→ Given task 1
List every distinct key name that appears in the sample in the chunk format text.
→ Given task 2
Answer these questions about the chunk format text.
(a) According to the opening sentence, what two things make up the data?
(b) What value does the sample give for "version"?
(c) How many entries does each list inside "chunked_file" hold?

→ Text shown
Data is just the identifier of the chunked file, then a list of chunks contained in that file.
Sample:
{
"version": 1,
"chunked_file": {
"Q4agiiZREcmJb1ZFbiy2GmQjkRXEeEz0OONsyFEiGXLaP7ARX3PNAkhiVAAfh4qx/RJqrGmETvHByhUjedCpvQ==": ["Q4agiiZREcmJb1ZFbiy2GmQjkRXEeEz0OONsyFEiGXLaP7ARX3PNAkhiVAAfh4qx/RJqrGmETvHByhUjedCpvQ==", "Q4agiiZREcmJb1ZFbiy2GmQjkRXEeEz0OONsyFEiGXLaP7ARX3PNAkhiVAAfh4qx/RJqrGmETvHByhUjedCpvQ=="],
"Q4agiiZREcmJb1ZFbiy2GmQjkRXEeEz0OONsyFEiGXLaP7ARX3PNAkhiVAAfh4qx/RJqrGmETvHByhUjedCpvQ==": ["Q4agiiZREcmJb1ZFbiy2GmQjkRXEeEz0OONsyFEiGXLaP7ARX3PNAkhiVAAfh4qx/RJqrGmETvHByhUjedCpvQ==", "Q4agiiZREcmJb1ZFbiy2GmQjkRXEeEz0OONsyFEiGXLaP7ARX3PNAkhiVAAfh4qx/RJqrGmETvHByhUjedCpvQ=="],
}
}

→ Record extracts
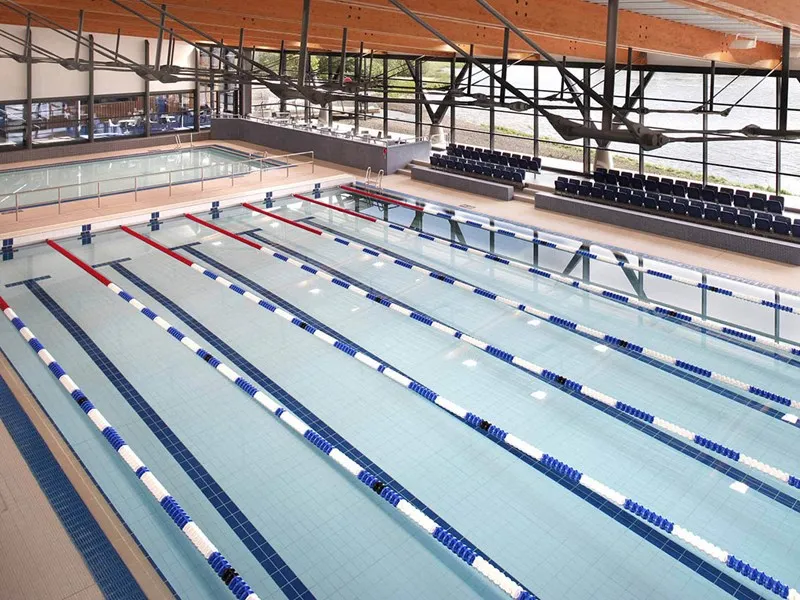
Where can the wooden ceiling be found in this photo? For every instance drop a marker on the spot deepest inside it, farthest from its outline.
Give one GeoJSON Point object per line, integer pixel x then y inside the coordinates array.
{"type": "Point", "coordinates": [572, 28]}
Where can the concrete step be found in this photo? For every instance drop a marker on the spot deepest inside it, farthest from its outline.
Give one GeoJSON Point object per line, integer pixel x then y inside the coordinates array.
{"type": "Point", "coordinates": [526, 195]}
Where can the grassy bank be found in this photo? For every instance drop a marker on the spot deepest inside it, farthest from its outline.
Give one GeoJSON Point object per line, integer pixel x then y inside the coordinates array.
{"type": "Point", "coordinates": [553, 149]}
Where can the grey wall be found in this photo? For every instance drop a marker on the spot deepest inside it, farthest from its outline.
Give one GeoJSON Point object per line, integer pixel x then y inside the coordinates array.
{"type": "Point", "coordinates": [752, 245]}
{"type": "Point", "coordinates": [470, 185]}
{"type": "Point", "coordinates": [337, 150]}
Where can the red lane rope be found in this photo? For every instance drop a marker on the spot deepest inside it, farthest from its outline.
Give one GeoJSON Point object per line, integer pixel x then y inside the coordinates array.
{"type": "Point", "coordinates": [283, 219]}
{"type": "Point", "coordinates": [223, 231]}
{"type": "Point", "coordinates": [156, 245]}
{"type": "Point", "coordinates": [93, 272]}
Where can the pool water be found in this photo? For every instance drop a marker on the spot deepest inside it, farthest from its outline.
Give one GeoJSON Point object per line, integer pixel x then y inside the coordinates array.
{"type": "Point", "coordinates": [35, 186]}
{"type": "Point", "coordinates": [336, 537]}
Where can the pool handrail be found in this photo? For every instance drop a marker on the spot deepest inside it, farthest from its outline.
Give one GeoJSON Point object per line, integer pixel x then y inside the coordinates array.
{"type": "Point", "coordinates": [284, 158]}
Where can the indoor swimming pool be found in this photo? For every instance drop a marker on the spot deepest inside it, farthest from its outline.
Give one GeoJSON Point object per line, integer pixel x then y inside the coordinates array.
{"type": "Point", "coordinates": [49, 184]}
{"type": "Point", "coordinates": [355, 398]}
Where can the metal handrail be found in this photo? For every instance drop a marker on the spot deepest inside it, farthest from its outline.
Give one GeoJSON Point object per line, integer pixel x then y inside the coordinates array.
{"type": "Point", "coordinates": [259, 160]}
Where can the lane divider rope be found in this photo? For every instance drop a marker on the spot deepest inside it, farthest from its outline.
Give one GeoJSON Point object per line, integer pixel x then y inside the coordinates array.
{"type": "Point", "coordinates": [590, 255]}
{"type": "Point", "coordinates": [506, 439]}
{"type": "Point", "coordinates": [465, 552]}
{"type": "Point", "coordinates": [507, 357]}
{"type": "Point", "coordinates": [662, 311]}
{"type": "Point", "coordinates": [224, 570]}
{"type": "Point", "coordinates": [544, 316]}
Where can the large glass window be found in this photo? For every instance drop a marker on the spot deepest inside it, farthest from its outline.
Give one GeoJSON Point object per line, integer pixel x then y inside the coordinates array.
{"type": "Point", "coordinates": [59, 121]}
{"type": "Point", "coordinates": [12, 125]}
{"type": "Point", "coordinates": [172, 112]}
{"type": "Point", "coordinates": [119, 116]}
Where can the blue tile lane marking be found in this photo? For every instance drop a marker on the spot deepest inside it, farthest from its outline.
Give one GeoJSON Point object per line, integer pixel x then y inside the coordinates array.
{"type": "Point", "coordinates": [628, 349]}
{"type": "Point", "coordinates": [498, 436]}
{"type": "Point", "coordinates": [105, 565]}
{"type": "Point", "coordinates": [292, 403]}
{"type": "Point", "coordinates": [626, 414]}
{"type": "Point", "coordinates": [278, 301]}
{"type": "Point", "coordinates": [264, 553]}
{"type": "Point", "coordinates": [661, 311]}
{"type": "Point", "coordinates": [24, 281]}
{"type": "Point", "coordinates": [218, 563]}
{"type": "Point", "coordinates": [450, 215]}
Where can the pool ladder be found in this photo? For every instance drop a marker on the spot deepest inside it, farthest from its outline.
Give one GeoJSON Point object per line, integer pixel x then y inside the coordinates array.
{"type": "Point", "coordinates": [378, 179]}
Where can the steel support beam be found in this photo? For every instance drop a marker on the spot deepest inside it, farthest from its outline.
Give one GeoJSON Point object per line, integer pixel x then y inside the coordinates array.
{"type": "Point", "coordinates": [197, 103]}
{"type": "Point", "coordinates": [303, 65]}
{"type": "Point", "coordinates": [492, 111]}
{"type": "Point", "coordinates": [779, 85]}
{"type": "Point", "coordinates": [160, 39]}
{"type": "Point", "coordinates": [587, 118]}
{"type": "Point", "coordinates": [356, 116]}
{"type": "Point", "coordinates": [282, 74]}
{"type": "Point", "coordinates": [705, 128]}
{"type": "Point", "coordinates": [90, 108]}
{"type": "Point", "coordinates": [465, 69]}
{"type": "Point", "coordinates": [536, 111]}
{"type": "Point", "coordinates": [504, 72]}
{"type": "Point", "coordinates": [343, 60]}
{"type": "Point", "coordinates": [464, 54]}
{"type": "Point", "coordinates": [610, 66]}
{"type": "Point", "coordinates": [147, 90]}
{"type": "Point", "coordinates": [29, 85]}
{"type": "Point", "coordinates": [785, 65]}
{"type": "Point", "coordinates": [385, 96]}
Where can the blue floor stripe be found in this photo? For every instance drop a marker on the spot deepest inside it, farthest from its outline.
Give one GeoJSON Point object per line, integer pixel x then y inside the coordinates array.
{"type": "Point", "coordinates": [696, 326]}
{"type": "Point", "coordinates": [105, 565]}
{"type": "Point", "coordinates": [260, 548]}
{"type": "Point", "coordinates": [655, 537]}
{"type": "Point", "coordinates": [277, 300]}
{"type": "Point", "coordinates": [287, 400]}
{"type": "Point", "coordinates": [685, 375]}
{"type": "Point", "coordinates": [676, 443]}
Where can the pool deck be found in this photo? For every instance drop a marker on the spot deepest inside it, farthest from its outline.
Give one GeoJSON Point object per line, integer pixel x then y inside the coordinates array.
{"type": "Point", "coordinates": [37, 557]}
{"type": "Point", "coordinates": [78, 212]}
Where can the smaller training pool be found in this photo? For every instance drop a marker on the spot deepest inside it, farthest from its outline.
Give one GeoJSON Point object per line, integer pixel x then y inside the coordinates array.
{"type": "Point", "coordinates": [36, 186]}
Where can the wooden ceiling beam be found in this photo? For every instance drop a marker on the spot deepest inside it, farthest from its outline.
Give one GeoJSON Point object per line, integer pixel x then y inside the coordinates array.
{"type": "Point", "coordinates": [327, 20]}
{"type": "Point", "coordinates": [775, 13]}
{"type": "Point", "coordinates": [572, 19]}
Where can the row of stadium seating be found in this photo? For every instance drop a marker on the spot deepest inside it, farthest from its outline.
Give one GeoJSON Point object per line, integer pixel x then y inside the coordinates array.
{"type": "Point", "coordinates": [711, 213]}
{"type": "Point", "coordinates": [506, 159]}
{"type": "Point", "coordinates": [488, 170]}
{"type": "Point", "coordinates": [693, 191]}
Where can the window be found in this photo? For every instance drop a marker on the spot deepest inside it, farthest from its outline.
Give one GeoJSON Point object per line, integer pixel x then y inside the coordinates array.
{"type": "Point", "coordinates": [59, 121]}
{"type": "Point", "coordinates": [172, 112]}
{"type": "Point", "coordinates": [117, 116]}
{"type": "Point", "coordinates": [12, 125]}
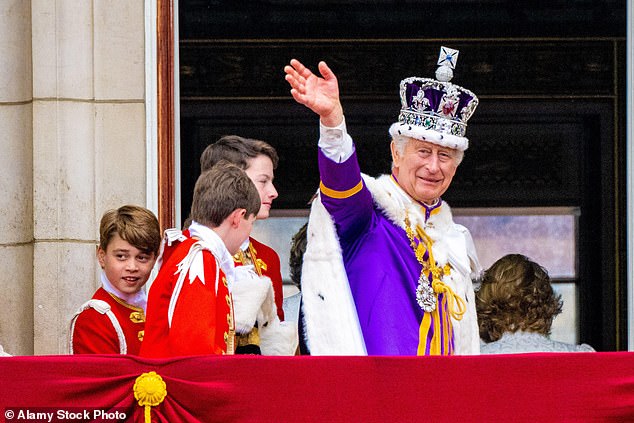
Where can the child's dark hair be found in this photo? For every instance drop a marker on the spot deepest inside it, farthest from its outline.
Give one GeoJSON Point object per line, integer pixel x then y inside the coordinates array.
{"type": "Point", "coordinates": [221, 190]}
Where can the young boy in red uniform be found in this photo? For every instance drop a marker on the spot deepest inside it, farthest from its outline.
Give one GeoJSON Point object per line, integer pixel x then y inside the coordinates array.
{"type": "Point", "coordinates": [112, 322]}
{"type": "Point", "coordinates": [190, 308]}
{"type": "Point", "coordinates": [257, 291]}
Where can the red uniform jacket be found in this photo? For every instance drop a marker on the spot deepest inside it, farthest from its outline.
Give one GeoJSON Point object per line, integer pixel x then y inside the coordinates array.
{"type": "Point", "coordinates": [94, 333]}
{"type": "Point", "coordinates": [202, 320]}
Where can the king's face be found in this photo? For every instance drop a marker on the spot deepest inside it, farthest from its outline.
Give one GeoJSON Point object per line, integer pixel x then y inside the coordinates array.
{"type": "Point", "coordinates": [424, 170]}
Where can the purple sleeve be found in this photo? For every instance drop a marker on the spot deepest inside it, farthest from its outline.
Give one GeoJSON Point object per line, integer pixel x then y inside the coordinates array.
{"type": "Point", "coordinates": [345, 196]}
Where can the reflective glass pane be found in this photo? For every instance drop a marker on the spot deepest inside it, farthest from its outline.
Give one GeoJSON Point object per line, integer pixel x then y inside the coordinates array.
{"type": "Point", "coordinates": [549, 240]}
{"type": "Point", "coordinates": [564, 327]}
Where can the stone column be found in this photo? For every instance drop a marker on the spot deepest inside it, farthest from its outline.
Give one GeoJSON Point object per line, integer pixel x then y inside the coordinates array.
{"type": "Point", "coordinates": [88, 146]}
{"type": "Point", "coordinates": [16, 186]}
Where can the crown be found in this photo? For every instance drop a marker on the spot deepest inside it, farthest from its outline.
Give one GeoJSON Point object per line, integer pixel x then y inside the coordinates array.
{"type": "Point", "coordinates": [436, 110]}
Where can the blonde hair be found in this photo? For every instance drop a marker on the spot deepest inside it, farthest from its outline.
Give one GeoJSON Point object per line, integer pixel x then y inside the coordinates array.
{"type": "Point", "coordinates": [515, 294]}
{"type": "Point", "coordinates": [134, 224]}
{"type": "Point", "coordinates": [221, 190]}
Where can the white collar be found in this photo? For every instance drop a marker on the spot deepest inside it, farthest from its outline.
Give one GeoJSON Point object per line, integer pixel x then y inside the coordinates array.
{"type": "Point", "coordinates": [138, 299]}
{"type": "Point", "coordinates": [216, 245]}
{"type": "Point", "coordinates": [245, 244]}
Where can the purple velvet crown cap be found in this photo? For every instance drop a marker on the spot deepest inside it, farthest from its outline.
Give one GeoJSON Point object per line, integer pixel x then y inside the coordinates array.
{"type": "Point", "coordinates": [435, 110]}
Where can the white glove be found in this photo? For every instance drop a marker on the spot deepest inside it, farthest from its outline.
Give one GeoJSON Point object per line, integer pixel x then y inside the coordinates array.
{"type": "Point", "coordinates": [249, 290]}
{"type": "Point", "coordinates": [279, 338]}
{"type": "Point", "coordinates": [268, 309]}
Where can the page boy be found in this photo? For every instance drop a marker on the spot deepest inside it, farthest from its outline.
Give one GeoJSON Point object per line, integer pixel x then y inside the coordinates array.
{"type": "Point", "coordinates": [190, 309]}
{"type": "Point", "coordinates": [113, 321]}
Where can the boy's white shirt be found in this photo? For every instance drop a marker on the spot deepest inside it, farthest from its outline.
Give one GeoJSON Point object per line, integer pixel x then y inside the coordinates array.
{"type": "Point", "coordinates": [216, 245]}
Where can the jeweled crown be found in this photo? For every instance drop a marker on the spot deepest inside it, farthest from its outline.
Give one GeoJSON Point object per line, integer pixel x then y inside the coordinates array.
{"type": "Point", "coordinates": [437, 105]}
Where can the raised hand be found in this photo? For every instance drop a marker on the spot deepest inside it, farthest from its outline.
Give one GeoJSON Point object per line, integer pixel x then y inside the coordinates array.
{"type": "Point", "coordinates": [319, 94]}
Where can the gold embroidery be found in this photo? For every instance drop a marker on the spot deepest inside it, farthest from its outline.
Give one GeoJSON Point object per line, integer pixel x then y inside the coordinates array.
{"type": "Point", "coordinates": [261, 264]}
{"type": "Point", "coordinates": [251, 338]}
{"type": "Point", "coordinates": [137, 316]}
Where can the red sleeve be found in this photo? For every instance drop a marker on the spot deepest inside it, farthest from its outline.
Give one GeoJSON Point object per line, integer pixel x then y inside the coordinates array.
{"type": "Point", "coordinates": [94, 334]}
{"type": "Point", "coordinates": [194, 328]}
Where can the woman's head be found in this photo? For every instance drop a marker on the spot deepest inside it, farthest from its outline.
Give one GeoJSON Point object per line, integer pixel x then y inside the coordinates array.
{"type": "Point", "coordinates": [515, 294]}
{"type": "Point", "coordinates": [257, 158]}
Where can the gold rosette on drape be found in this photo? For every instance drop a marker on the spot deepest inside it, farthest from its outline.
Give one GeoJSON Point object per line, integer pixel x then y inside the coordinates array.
{"type": "Point", "coordinates": [149, 390]}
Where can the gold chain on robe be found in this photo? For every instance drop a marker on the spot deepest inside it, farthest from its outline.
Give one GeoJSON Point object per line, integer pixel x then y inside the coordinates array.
{"type": "Point", "coordinates": [436, 335]}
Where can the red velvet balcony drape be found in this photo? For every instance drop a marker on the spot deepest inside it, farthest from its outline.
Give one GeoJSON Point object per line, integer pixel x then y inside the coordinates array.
{"type": "Point", "coordinates": [564, 387]}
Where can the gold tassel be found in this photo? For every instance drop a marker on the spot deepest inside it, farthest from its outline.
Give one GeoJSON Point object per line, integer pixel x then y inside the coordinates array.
{"type": "Point", "coordinates": [149, 390]}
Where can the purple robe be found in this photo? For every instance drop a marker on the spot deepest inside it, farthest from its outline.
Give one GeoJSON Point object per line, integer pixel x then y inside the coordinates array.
{"type": "Point", "coordinates": [380, 263]}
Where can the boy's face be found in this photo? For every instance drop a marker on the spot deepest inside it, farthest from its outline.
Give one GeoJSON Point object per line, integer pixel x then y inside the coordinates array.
{"type": "Point", "coordinates": [241, 233]}
{"type": "Point", "coordinates": [126, 267]}
{"type": "Point", "coordinates": [260, 170]}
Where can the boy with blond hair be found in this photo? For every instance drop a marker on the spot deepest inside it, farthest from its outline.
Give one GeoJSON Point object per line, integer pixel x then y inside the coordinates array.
{"type": "Point", "coordinates": [190, 308]}
{"type": "Point", "coordinates": [113, 321]}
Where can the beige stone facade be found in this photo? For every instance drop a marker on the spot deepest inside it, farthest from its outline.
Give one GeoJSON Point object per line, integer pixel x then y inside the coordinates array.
{"type": "Point", "coordinates": [73, 131]}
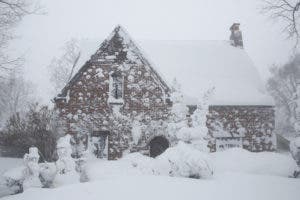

→ Response 1
version
chunked_file
Q4agiiZREcmJb1ZFbiy2GmQjkRXEeEz0OONsyFEiGXLaP7ARX3PNAkhiVAAfh4qx/RJqrGmETvHByhUjedCpvQ==

→ Response 2
(a) The identifier of the chunked file, then a list of chunks contained in that file.
(b) 1
(c) Two